*WRITTEN INSTRUCTION*
Please filter the material below down to every line that contains the word "navy", matching case exactly.

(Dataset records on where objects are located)
-------

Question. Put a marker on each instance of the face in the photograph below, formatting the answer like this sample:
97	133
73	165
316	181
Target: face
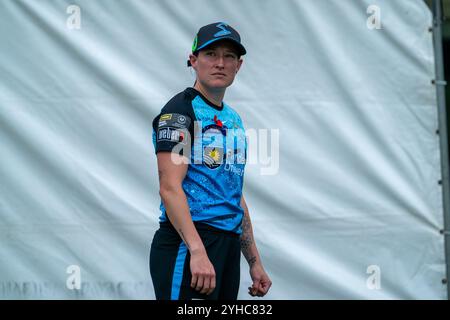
216	65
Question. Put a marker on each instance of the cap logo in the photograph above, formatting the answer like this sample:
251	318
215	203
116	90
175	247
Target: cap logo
194	45
222	26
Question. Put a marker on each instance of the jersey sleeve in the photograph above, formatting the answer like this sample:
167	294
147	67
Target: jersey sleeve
172	128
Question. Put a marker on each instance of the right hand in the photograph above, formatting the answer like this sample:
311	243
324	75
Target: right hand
203	274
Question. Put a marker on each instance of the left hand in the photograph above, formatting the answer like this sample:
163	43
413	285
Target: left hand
261	281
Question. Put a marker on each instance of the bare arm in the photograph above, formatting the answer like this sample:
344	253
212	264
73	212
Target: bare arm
261	281
171	175
248	245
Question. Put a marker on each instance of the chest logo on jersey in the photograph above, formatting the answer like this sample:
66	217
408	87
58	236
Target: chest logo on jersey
212	157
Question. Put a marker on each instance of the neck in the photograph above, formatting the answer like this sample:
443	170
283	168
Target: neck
213	95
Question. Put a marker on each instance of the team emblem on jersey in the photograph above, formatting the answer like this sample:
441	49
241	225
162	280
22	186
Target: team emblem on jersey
213	157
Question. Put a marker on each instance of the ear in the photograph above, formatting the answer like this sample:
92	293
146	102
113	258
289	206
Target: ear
193	60
239	65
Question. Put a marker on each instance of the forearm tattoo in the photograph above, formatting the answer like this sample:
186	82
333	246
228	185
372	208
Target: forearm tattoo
247	240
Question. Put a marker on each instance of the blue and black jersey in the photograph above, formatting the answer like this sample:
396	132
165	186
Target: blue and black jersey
213	139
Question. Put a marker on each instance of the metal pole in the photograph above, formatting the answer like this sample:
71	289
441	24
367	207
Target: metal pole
440	92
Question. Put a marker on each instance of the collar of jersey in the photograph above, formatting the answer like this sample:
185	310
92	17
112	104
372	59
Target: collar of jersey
206	100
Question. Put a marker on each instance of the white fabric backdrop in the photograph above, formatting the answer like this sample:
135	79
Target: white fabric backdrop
358	161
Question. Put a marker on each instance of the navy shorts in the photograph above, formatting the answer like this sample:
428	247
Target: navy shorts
170	263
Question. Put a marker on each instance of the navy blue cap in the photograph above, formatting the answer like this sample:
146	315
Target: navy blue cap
214	32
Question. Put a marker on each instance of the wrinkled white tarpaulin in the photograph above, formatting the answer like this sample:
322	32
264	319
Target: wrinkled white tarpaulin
354	209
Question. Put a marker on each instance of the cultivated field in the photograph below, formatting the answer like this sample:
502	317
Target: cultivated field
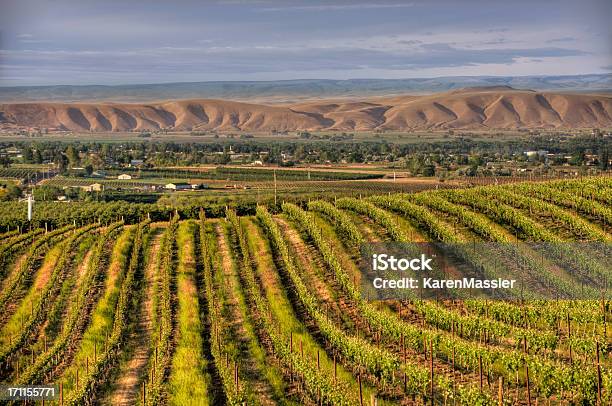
262	305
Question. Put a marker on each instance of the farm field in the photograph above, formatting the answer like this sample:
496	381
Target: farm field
155	304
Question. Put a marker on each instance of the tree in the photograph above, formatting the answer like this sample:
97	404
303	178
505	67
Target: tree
46	193
5	161
604	159
27	155
73	156
62	162
38	157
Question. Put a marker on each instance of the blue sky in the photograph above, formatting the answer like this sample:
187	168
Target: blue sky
137	41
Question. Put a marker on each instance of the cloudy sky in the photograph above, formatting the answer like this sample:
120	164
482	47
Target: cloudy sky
138	41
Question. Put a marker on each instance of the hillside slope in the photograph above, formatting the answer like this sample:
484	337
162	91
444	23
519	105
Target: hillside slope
473	108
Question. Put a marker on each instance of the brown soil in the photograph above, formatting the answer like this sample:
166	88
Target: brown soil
127	386
250	369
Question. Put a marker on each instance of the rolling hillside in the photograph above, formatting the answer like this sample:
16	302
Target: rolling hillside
498	107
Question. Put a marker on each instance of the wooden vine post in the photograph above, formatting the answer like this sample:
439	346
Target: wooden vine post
360	390
599	383
431	370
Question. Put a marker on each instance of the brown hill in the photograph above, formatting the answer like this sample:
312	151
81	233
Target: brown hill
473	108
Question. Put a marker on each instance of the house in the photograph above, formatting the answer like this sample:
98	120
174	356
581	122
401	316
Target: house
94	187
178	186
98	174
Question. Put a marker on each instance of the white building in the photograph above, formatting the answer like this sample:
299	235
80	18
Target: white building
178	186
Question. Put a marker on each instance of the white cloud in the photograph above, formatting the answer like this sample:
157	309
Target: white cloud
336	7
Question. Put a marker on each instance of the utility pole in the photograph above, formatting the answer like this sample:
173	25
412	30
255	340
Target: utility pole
275	187
30	204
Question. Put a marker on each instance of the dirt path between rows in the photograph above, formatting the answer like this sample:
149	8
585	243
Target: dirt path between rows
259	385
127	387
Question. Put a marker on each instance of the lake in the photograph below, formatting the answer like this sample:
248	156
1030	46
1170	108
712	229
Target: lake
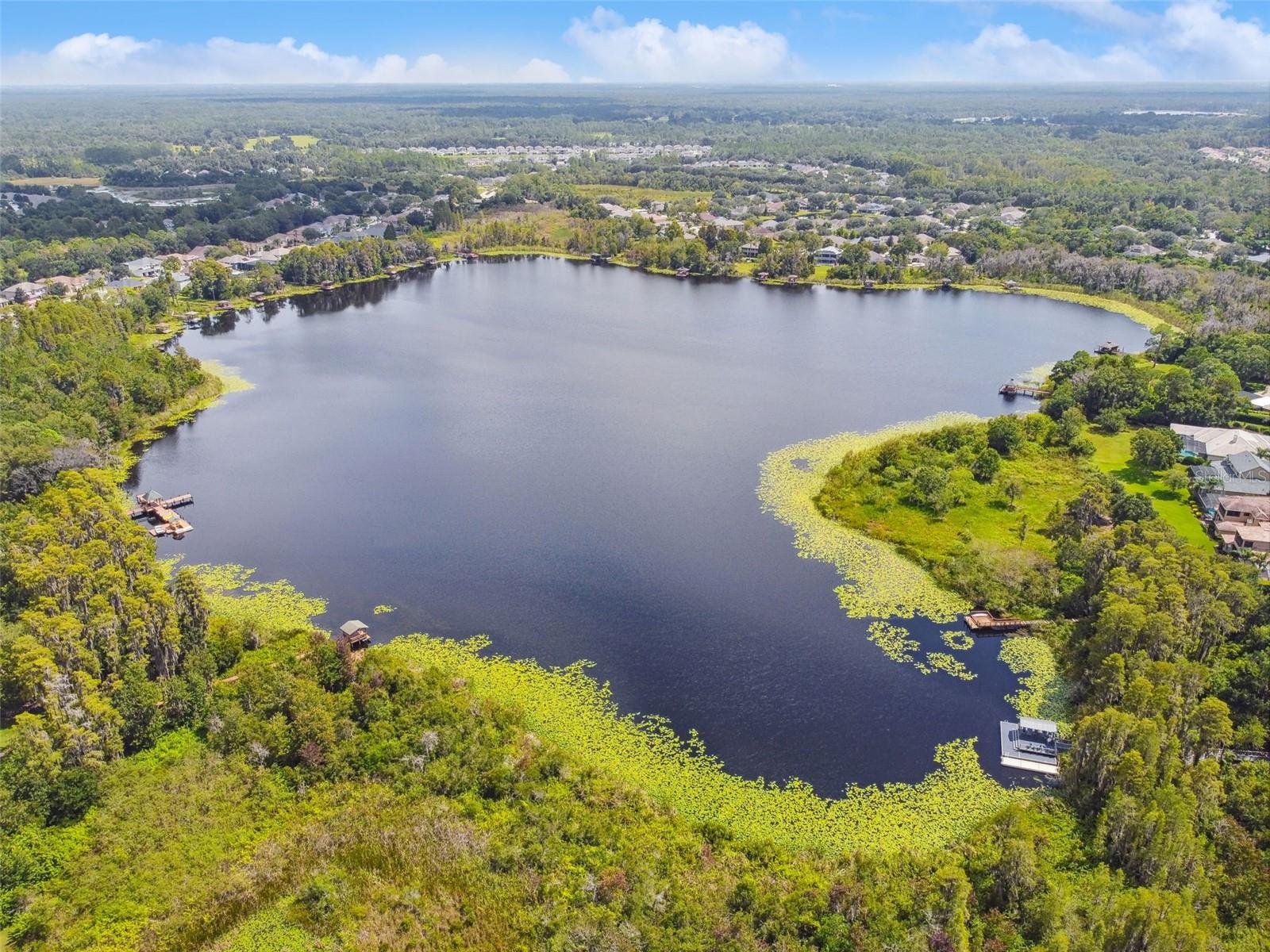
564	457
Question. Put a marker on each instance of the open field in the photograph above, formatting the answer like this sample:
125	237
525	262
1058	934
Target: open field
298	141
50	181
634	194
1178	511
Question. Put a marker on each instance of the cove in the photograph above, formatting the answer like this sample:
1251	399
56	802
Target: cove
564	457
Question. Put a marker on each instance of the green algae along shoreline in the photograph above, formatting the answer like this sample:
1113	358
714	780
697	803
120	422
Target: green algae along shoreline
1134	311
571	710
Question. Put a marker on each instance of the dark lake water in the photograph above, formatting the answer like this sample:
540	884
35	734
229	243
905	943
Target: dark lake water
564	457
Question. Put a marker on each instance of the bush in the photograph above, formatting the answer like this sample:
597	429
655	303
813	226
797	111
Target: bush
1006	435
1111	420
1155	448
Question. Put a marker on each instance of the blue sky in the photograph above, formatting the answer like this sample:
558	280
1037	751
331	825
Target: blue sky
451	42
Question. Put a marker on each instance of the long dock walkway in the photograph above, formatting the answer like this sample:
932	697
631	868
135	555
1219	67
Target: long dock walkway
1013	390
160	513
986	624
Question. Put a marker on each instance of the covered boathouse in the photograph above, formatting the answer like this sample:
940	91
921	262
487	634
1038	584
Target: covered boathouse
356	634
1032	744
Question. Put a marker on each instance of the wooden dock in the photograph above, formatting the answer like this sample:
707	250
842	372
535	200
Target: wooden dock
146	507
1013	390
162	516
983	624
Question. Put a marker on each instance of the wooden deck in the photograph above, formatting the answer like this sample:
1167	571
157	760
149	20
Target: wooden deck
159	512
1013	390
171	503
986	624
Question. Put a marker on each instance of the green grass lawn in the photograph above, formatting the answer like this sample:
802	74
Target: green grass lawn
1045	476
298	141
632	196
1113	456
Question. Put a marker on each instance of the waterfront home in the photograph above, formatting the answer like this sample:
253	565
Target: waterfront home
1218	442
145	267
1244	509
1253	541
1248	466
1214	482
239	263
70	283
356	634
1013	215
272	257
25	291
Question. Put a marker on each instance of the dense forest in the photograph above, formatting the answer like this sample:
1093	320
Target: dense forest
186	762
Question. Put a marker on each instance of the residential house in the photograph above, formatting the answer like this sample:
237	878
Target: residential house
1248	466
23	290
70	283
1218	442
145	267
1253	539
272	257
239	263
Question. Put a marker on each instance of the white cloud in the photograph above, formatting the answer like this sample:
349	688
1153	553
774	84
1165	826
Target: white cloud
1102	13
1193	40
1007	54
540	71
691	52
99	59
1210	44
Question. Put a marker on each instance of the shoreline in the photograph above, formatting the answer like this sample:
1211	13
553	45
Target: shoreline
1134	311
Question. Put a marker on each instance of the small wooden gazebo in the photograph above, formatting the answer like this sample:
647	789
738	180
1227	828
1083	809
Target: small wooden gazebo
356	634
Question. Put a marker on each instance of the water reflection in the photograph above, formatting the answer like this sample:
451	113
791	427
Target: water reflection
564	457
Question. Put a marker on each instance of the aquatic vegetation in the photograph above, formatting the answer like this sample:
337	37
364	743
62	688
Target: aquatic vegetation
878	582
272	606
232	382
268	931
958	639
1041	692
1037	374
944	662
571	710
899	647
895	641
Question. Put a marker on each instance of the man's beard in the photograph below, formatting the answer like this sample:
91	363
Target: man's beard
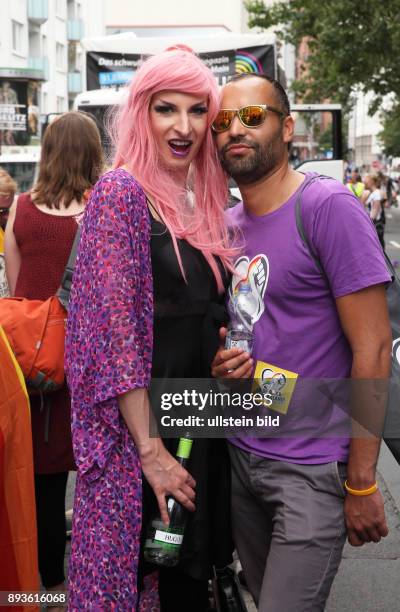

-------

*TASK RESULT*
Question. Put a marker on each instance of the navy shorts in the photograph above, formatting the answer like this sample:
Target: navy shorts
Question. Put a marker on each instance of the navy blue cap in the photograph above, formatting the answer like this sample:
Target: navy blue cap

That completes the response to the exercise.